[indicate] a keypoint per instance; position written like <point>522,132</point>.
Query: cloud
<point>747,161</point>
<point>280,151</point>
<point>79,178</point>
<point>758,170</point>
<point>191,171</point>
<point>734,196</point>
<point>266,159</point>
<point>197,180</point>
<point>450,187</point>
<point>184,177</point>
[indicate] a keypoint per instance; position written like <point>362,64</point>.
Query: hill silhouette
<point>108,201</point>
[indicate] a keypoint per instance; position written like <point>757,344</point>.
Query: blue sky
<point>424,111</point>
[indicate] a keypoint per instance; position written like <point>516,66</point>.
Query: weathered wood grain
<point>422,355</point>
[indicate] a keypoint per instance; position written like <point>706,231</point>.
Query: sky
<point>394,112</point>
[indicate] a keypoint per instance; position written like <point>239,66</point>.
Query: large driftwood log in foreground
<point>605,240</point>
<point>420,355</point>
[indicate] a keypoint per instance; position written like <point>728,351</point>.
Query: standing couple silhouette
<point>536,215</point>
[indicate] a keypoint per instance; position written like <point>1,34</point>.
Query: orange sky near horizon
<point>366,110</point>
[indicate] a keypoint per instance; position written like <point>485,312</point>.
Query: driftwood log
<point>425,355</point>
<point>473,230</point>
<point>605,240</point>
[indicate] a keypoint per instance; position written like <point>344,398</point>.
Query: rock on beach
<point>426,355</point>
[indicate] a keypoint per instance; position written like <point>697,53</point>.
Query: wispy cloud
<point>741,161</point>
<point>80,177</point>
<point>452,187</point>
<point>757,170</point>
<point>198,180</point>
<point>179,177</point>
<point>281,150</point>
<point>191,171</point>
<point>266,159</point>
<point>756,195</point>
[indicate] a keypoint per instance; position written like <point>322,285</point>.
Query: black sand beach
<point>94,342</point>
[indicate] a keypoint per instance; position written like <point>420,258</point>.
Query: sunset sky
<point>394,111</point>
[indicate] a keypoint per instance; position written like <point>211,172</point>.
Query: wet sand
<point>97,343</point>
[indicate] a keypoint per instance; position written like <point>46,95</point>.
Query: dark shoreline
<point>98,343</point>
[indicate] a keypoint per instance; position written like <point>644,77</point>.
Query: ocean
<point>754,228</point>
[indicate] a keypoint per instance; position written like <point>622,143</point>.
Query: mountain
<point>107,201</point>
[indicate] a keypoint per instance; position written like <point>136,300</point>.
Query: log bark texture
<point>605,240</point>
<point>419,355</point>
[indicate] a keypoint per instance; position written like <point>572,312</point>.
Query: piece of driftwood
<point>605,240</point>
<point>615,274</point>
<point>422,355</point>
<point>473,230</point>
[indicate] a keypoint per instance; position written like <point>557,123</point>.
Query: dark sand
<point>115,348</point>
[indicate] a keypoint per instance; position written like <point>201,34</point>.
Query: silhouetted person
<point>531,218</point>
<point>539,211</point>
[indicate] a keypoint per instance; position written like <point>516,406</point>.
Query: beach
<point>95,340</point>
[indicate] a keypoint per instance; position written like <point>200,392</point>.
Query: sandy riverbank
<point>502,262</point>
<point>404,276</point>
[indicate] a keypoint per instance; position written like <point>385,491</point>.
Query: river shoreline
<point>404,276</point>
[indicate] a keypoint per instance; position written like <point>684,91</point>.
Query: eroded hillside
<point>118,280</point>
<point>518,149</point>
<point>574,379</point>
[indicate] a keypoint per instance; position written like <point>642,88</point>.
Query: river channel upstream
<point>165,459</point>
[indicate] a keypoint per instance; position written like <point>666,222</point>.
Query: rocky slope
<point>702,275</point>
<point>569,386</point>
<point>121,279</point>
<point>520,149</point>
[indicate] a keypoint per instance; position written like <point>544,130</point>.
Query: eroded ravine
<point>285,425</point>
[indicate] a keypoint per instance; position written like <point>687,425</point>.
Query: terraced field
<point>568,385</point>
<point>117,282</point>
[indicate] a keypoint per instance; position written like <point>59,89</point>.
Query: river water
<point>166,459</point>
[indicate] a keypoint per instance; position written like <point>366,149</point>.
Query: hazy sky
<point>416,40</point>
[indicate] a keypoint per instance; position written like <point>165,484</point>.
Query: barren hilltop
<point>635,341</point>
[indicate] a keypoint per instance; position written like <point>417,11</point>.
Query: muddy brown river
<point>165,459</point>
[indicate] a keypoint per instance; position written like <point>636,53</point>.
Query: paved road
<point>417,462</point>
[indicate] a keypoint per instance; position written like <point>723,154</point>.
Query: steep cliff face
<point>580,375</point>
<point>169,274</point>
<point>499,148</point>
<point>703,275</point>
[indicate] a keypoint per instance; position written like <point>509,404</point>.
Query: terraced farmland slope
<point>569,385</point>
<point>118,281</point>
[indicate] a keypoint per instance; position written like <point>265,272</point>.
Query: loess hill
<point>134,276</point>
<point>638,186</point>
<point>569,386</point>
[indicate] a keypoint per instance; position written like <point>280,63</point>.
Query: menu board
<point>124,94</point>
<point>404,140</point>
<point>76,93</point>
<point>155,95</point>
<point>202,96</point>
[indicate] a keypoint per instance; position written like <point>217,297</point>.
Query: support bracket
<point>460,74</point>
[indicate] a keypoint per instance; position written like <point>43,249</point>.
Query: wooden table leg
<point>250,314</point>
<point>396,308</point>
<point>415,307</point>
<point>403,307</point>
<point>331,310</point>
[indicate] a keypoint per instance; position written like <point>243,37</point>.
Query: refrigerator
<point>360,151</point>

━━━━━━━━━━━━━━━━━━━━━━━━━━━━━━

- Instructions for the task: Copy all of the data. Keep every word exactly as it is.

- The answer:
[indicate] a keypoint per instance; position written like <point>522,132</point>.
Query: cloud
<point>747,161</point>
<point>280,151</point>
<point>79,178</point>
<point>758,170</point>
<point>191,171</point>
<point>734,196</point>
<point>266,159</point>
<point>197,180</point>
<point>450,187</point>
<point>184,177</point>
[indicate] a keypoint per instance; position written like <point>362,64</point>.
Query: hill silhouette
<point>108,201</point>
[indicate] a keypoint per instance; position written like <point>757,344</point>.
Query: blue sky
<point>424,111</point>
[indicate] a keypoint per instance; position written like <point>516,66</point>.
Query: weathered wood grain
<point>422,355</point>
[indicate] a keypoint per instance; position written like <point>706,231</point>.
Query: sky
<point>394,112</point>
[indicate] a keypoint per instance; position written like <point>239,66</point>.
Query: large driftwood log in foreground
<point>605,240</point>
<point>420,355</point>
[indicate] a keypoint per instance; position written like <point>728,351</point>.
Query: standing couple silhouette
<point>536,215</point>
[indicate] a keypoint per instance; position written like <point>1,34</point>.
Query: orange sky near horizon
<point>366,110</point>
[indicate] a keypoint per instance; position written like <point>485,312</point>.
Query: driftwood log
<point>425,355</point>
<point>473,230</point>
<point>605,240</point>
[indicate] a keypoint per instance; position written like <point>344,398</point>.
Query: rock on beach
<point>426,355</point>
[indicate] a keypoint per instance; position written like <point>697,53</point>.
Query: wispy cloud
<point>741,161</point>
<point>80,177</point>
<point>452,187</point>
<point>757,170</point>
<point>198,180</point>
<point>179,177</point>
<point>281,150</point>
<point>191,171</point>
<point>266,159</point>
<point>756,195</point>
[indicate] a keypoint per instance; position written like <point>322,285</point>.
Query: black sand beach
<point>94,342</point>
[indicate] a keypoint per instance; position written like <point>420,258</point>.
Query: sunset sky
<point>394,111</point>
[indicate] a keypoint per instance; position written like <point>211,172</point>.
Query: wet sand
<point>97,343</point>
[indicate] a keypoint per instance; position written like <point>46,95</point>.
Query: dark shoreline
<point>98,343</point>
[indicate] a keypoint per instance; position written like <point>644,77</point>.
Query: ocean
<point>754,228</point>
[indicate] a keypoint per instance; position written like <point>622,143</point>.
Query: mountain
<point>107,201</point>
[indicate] a keypoint per instance; position written like <point>136,300</point>.
Query: log bark texture
<point>605,240</point>
<point>419,355</point>
[indicate] a keypoint per instance; position written like <point>572,312</point>.
Query: piece of driftwood
<point>605,240</point>
<point>615,274</point>
<point>422,355</point>
<point>473,230</point>
[indicate] a keypoint per instance; position written like <point>557,123</point>.
Query: dark sand
<point>115,348</point>
[indicate] a keypoint per instance; position written like <point>201,34</point>.
Query: silhouetted person
<point>531,218</point>
<point>539,211</point>
[indicate] a keypoint per instance; position written like <point>516,406</point>.
Query: beach
<point>95,340</point>
[indicate] a keypoint per instance; position written like <point>200,392</point>.
Query: sandy riverbank
<point>502,262</point>
<point>404,276</point>
[indicate] a keypoint per instance; position written like <point>385,491</point>.
Query: river shoreline
<point>404,276</point>
[indicate] a keypoint per instance; position written like <point>684,91</point>.
Query: eroded hillside
<point>118,280</point>
<point>518,149</point>
<point>574,379</point>
[indicate] a keypoint per instance; position written like <point>642,88</point>.
Query: river channel upstream
<point>165,459</point>
[indicate] a keypoint per instance; position written like <point>666,222</point>.
Query: rocky slope
<point>702,275</point>
<point>569,386</point>
<point>121,279</point>
<point>520,149</point>
[indicate] a keypoint per instance; position written like <point>544,130</point>.
Query: eroded ravine
<point>285,425</point>
[indicate] a keypoint per instance; position written like <point>687,425</point>.
Query: terraced field
<point>568,385</point>
<point>117,282</point>
[indicate] a keypoint per instance; position written like <point>59,89</point>.
Query: river water
<point>166,459</point>
[indicate] a keypoint per instance; position written like <point>366,149</point>.
Query: hazy sky
<point>416,40</point>
[indicate] a keypoint per instance; position written like <point>165,484</point>.
Query: barren hilltop
<point>635,341</point>
[indicate] a keypoint per instance; position written like <point>417,11</point>.
Query: muddy brown river
<point>165,459</point>
[indicate] a keypoint per instance; position written like <point>636,53</point>.
Query: paved road
<point>417,462</point>
[indicate] a keypoint per instance; position written like <point>723,154</point>.
Query: steep cliff face
<point>580,375</point>
<point>169,274</point>
<point>499,148</point>
<point>703,275</point>
[indicate] a keypoint per instance; position written like <point>509,404</point>.
Query: terraced farmland slope
<point>569,385</point>
<point>118,281</point>
[indicate] a keypoint per instance; position written like <point>265,272</point>.
Query: loess hill
<point>134,276</point>
<point>638,186</point>
<point>569,386</point>
[indicate] a keypoint per instance; position written like <point>280,63</point>.
Query: menu board
<point>124,94</point>
<point>404,140</point>
<point>76,93</point>
<point>155,95</point>
<point>202,96</point>
[indicate] a keypoint per instance; position written like <point>217,297</point>.
Query: support bracket
<point>460,74</point>
[indicate] a keypoint per instance; position written like <point>43,249</point>.
Query: wooden table leg
<point>250,314</point>
<point>396,308</point>
<point>415,307</point>
<point>403,307</point>
<point>331,310</point>
[indicate] a keypoint per instance; position written like <point>243,37</point>.
Query: refrigerator
<point>360,151</point>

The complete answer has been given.